> _Work to complete_
1 > Reproduce the passage of the gun case thread between "The gun this" and "foam to it.", inclusive.
2 > Continue the forum thread about the walnut and cherry gun case from the point where it stops.

> _Document extract_
-*-*-

# Walnut and Cherry Gun Case



## badshot (Sep 14, 2009)

Here is my second gun case. This one is for a Ruger Alaskan .454. The case is made out of Solid Walnut, Walnut Veneer and Cherry.
I still need to fit the foam to the gun and then cover the foam with blue crushed velvet.
Have a look


----------



## slatron25 (Dec 18, 2007)

Wow, that's beautiful, but uh, where's the gun?


----------



## badshot (Sep 14, 2009)

slatron25 said:


> Wow, that's beautiful, but uh, where's the gun?


The gun this case was made for is currently in a safe and I will not have access to it for another couple of weeks. I could have put another gun that I have in the case but I thought I'd wait until I have the correct gun as I'm going to need it anyway to cut out the foam. I'll post more pics when I have the gun and have fit the foam to it.


----------



## ScottyB (Mar 1, 2009)

That is a very nice piece of woodworking.


----------



## ACP (Jan 24, 2009)

That is a sharp looking home for a gun. I really like the design and finish. The wood you used really looks great!

-*-*-

> _Supplied information_
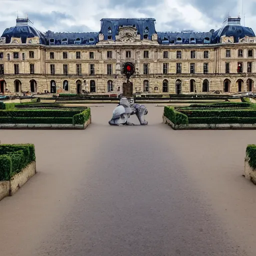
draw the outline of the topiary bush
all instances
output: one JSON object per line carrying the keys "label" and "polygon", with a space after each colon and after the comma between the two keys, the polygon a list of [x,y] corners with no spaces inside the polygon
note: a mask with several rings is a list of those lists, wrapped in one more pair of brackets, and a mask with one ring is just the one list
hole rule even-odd
{"label": "topiary bush", "polygon": [[0,181],[9,180],[36,160],[32,144],[0,145]]}
{"label": "topiary bush", "polygon": [[248,158],[249,165],[254,170],[256,170],[256,145],[248,145],[246,148],[246,156]]}
{"label": "topiary bush", "polygon": [[73,116],[73,124],[84,124],[90,117],[90,108],[88,108],[82,112]]}
{"label": "topiary bush", "polygon": [[5,110],[6,104],[2,102],[0,102],[0,110]]}

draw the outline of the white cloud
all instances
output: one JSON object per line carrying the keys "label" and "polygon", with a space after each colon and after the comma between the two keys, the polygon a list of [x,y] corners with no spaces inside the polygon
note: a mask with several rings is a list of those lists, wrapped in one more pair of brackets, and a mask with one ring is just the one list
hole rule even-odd
{"label": "white cloud", "polygon": [[[242,1],[232,0],[230,6],[230,0],[0,0],[0,34],[15,26],[16,10],[20,18],[28,14],[34,26],[42,32],[68,31],[78,27],[84,32],[98,32],[100,20],[104,18],[154,18],[159,32],[183,29],[208,32],[219,28],[222,18],[229,11],[232,16],[242,14]],[[244,10],[246,25],[256,32],[255,0],[248,0]]]}

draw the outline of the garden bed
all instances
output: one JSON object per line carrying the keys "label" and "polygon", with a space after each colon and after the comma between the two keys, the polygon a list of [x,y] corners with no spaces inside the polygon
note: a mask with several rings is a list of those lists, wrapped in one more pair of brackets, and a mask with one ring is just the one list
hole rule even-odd
{"label": "garden bed", "polygon": [[174,130],[255,129],[256,108],[247,102],[166,106],[163,120]]}
{"label": "garden bed", "polygon": [[34,144],[0,145],[0,200],[13,195],[36,172]]}
{"label": "garden bed", "polygon": [[30,108],[26,105],[28,109],[20,109],[22,105],[16,106],[14,109],[0,110],[0,128],[84,129],[90,123],[90,108],[52,108],[34,106]]}

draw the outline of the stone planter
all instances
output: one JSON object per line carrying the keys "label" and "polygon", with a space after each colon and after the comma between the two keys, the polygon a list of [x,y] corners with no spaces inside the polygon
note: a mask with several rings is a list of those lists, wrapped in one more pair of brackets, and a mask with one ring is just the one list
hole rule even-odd
{"label": "stone planter", "polygon": [[247,180],[251,180],[256,185],[256,170],[252,169],[250,166],[248,157],[244,160],[244,176]]}
{"label": "stone planter", "polygon": [[32,162],[10,180],[0,182],[0,200],[8,196],[12,196],[36,173],[36,162]]}

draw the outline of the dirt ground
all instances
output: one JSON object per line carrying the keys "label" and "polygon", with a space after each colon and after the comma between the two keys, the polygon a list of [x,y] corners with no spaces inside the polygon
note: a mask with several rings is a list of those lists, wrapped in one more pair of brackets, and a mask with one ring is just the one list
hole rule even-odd
{"label": "dirt ground", "polygon": [[0,130],[34,144],[38,172],[0,202],[0,254],[254,256],[256,130],[174,131],[157,104],[111,126],[116,106],[91,104],[84,130]]}

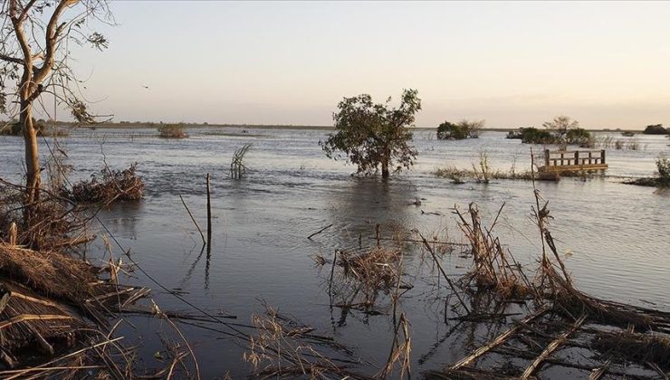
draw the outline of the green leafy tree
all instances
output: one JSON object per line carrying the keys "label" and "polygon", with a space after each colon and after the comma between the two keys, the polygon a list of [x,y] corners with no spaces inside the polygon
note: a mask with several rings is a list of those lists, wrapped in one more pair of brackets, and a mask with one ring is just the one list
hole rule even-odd
{"label": "green leafy tree", "polygon": [[542,126],[553,132],[556,136],[556,143],[560,144],[562,149],[565,149],[568,144],[568,132],[579,128],[579,122],[567,116],[557,116],[553,120],[542,123]]}
{"label": "green leafy tree", "polygon": [[[348,158],[359,166],[358,173],[369,175],[381,168],[381,176],[408,168],[418,154],[409,145],[415,115],[421,109],[421,100],[416,90],[405,90],[397,108],[385,103],[375,104],[369,95],[344,98],[333,113],[336,134],[320,144],[330,158]],[[344,156],[342,155],[344,154]]]}

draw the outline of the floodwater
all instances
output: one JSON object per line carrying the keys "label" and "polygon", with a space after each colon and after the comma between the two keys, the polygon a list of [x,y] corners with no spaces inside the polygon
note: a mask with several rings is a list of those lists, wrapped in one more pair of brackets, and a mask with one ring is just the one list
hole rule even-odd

-*-*-

> _Answers_
1 >
The gun this case was made for is currently in a safe and I will not have access to it for another couple of weeks. I could have put another gun that I have in the case but I thought I'd wait until I have the correct gun as I'm going to need it anyway to cut out the foam. I'll post more pics when I have the gun and have fit the foam to it.

2 >
----------



## woodman42 (Aug 6, 2007)

Beautiful work Badshot


----------



## Streamwinner (Nov 25, 2008)

Looks amazing.


----------



## badshot (Sep 14, 2009)

woodman42 said:


> Beautiful work Badshot


Nice Avitar Woodman42. Is that the DeWalt AR15?


----------



## woodman42 (Aug 6, 2007)

Yes sir. I think it truly represents my two favorites.


----------



## USMCBAZ (Sep 13, 2009)

awesome work I have made a few myself but not anything near as nice


----------



## red (Sep 30, 2008)

Very nice work.

Red


----------



## badshot (Sep 14, 2009)

*Update with pictures*

I said that I would post new pics when I got the owners gun and fitted it to the case. Here it is, a Ruger Super Redhawk .454. The case has been updated with black crushed velvet covering foam. It has been cutout to fit the gun perfectly.


----------



## M1911Bldr (Aug 24, 2009)

MMMMMMM!!!!! Great woodworking, great results and a great gun. Doesn't get any better! NICE WORK!! I'll have to build some for my .45's!!! All 23 of them!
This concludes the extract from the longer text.